- _EXERCISE OBJECTIVE_
Look through the records below and copy each line that includes the word "white".
──────── EXERCISE DATA
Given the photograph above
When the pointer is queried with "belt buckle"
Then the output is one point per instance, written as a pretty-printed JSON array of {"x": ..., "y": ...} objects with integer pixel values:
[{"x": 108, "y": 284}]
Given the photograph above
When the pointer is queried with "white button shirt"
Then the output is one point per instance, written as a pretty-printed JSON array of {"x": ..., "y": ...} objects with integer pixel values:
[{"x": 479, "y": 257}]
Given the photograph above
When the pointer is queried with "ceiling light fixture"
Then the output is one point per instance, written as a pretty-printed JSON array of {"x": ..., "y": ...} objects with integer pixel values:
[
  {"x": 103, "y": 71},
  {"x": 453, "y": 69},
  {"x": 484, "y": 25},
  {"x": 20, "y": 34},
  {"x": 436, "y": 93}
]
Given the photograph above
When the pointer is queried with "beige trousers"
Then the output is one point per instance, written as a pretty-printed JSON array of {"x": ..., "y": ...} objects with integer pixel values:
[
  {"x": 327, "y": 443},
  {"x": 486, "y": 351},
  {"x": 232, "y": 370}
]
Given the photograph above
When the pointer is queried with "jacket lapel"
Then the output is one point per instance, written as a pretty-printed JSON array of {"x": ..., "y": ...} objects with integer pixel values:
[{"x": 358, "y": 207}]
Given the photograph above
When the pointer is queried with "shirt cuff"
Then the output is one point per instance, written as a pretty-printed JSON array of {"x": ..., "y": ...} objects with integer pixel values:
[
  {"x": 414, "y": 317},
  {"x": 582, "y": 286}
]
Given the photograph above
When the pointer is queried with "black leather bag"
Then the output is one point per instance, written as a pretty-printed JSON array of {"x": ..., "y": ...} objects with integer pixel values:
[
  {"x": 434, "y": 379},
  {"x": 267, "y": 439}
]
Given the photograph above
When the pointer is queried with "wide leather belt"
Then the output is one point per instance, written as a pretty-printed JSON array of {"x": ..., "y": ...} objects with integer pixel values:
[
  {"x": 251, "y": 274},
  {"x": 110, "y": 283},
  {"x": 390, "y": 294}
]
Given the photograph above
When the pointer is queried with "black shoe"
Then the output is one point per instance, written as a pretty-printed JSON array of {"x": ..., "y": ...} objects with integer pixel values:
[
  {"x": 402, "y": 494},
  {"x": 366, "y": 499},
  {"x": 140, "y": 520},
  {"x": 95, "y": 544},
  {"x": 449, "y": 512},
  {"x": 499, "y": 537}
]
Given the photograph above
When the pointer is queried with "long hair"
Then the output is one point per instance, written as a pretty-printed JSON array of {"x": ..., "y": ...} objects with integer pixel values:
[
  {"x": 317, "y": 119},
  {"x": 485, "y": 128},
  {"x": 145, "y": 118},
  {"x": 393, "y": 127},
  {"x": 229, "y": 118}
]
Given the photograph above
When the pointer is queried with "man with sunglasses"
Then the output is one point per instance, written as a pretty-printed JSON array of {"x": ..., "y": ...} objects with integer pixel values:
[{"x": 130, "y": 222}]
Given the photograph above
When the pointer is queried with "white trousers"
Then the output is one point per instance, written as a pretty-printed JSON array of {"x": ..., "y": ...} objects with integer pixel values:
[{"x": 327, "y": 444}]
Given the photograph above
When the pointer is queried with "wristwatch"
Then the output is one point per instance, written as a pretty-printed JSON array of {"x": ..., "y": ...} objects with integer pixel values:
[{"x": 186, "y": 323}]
────────────────
──────── EXERCISE DATA
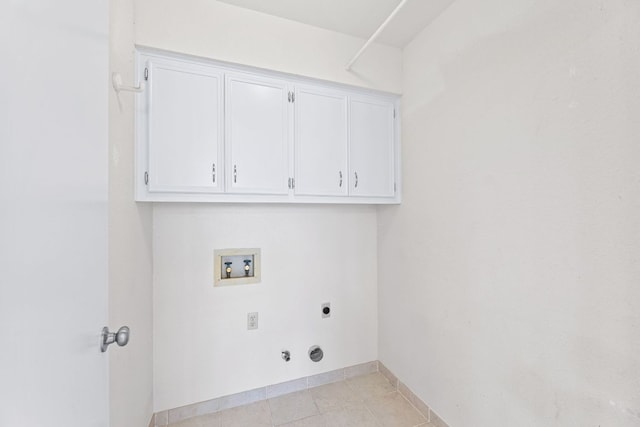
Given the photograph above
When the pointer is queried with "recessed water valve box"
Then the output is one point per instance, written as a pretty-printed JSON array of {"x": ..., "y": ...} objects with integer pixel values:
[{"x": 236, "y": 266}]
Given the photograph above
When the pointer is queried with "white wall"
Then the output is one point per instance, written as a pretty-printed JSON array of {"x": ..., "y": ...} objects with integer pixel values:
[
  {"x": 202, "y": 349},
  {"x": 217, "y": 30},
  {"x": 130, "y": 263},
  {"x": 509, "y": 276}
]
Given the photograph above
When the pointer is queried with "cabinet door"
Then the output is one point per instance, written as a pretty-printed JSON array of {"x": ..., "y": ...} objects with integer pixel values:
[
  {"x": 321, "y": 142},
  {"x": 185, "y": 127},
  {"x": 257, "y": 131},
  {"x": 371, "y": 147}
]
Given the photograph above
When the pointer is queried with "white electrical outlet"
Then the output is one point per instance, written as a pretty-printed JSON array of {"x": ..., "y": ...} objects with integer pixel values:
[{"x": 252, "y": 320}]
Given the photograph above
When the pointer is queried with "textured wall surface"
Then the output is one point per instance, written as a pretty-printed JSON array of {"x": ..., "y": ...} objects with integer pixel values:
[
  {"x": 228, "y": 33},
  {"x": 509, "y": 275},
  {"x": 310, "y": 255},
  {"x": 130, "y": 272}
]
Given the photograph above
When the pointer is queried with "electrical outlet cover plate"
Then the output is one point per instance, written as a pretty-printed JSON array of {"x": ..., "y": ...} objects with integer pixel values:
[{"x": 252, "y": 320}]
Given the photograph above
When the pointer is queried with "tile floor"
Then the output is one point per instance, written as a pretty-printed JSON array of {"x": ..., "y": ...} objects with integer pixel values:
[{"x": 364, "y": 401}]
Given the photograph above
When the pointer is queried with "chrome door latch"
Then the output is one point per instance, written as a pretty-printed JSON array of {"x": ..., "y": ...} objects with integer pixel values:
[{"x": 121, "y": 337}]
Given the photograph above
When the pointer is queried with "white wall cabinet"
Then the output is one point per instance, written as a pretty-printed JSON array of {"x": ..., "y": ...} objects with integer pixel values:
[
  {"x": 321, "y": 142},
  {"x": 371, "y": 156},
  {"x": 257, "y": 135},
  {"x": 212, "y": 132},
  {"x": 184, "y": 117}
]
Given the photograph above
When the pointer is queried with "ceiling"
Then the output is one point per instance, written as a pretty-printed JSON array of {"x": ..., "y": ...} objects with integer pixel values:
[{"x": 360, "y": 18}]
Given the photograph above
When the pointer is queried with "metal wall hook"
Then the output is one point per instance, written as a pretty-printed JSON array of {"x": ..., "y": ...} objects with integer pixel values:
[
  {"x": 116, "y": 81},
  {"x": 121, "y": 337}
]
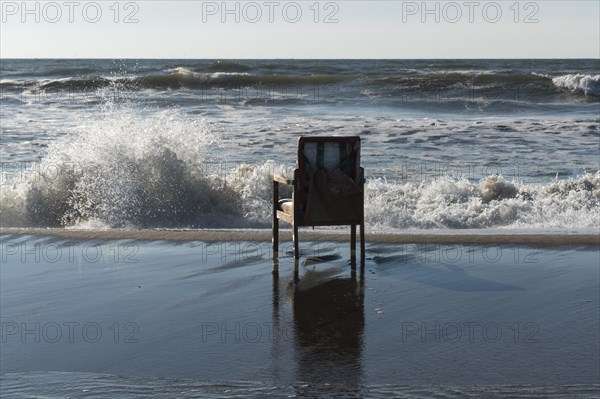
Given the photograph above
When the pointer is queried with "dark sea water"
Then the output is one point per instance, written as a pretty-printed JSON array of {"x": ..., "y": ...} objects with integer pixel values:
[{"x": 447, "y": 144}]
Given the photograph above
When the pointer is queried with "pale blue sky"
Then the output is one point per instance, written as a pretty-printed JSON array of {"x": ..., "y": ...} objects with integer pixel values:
────────────────
- _WORKED SOLUTION_
When the pointer is queried with "white button shirt"
When the pointer is queried with "white trousers"
When the pointer is queried with "white wall"
When the pointer is queried with "white electrical outlet"
When the pointer is queried with "white wall cabinet"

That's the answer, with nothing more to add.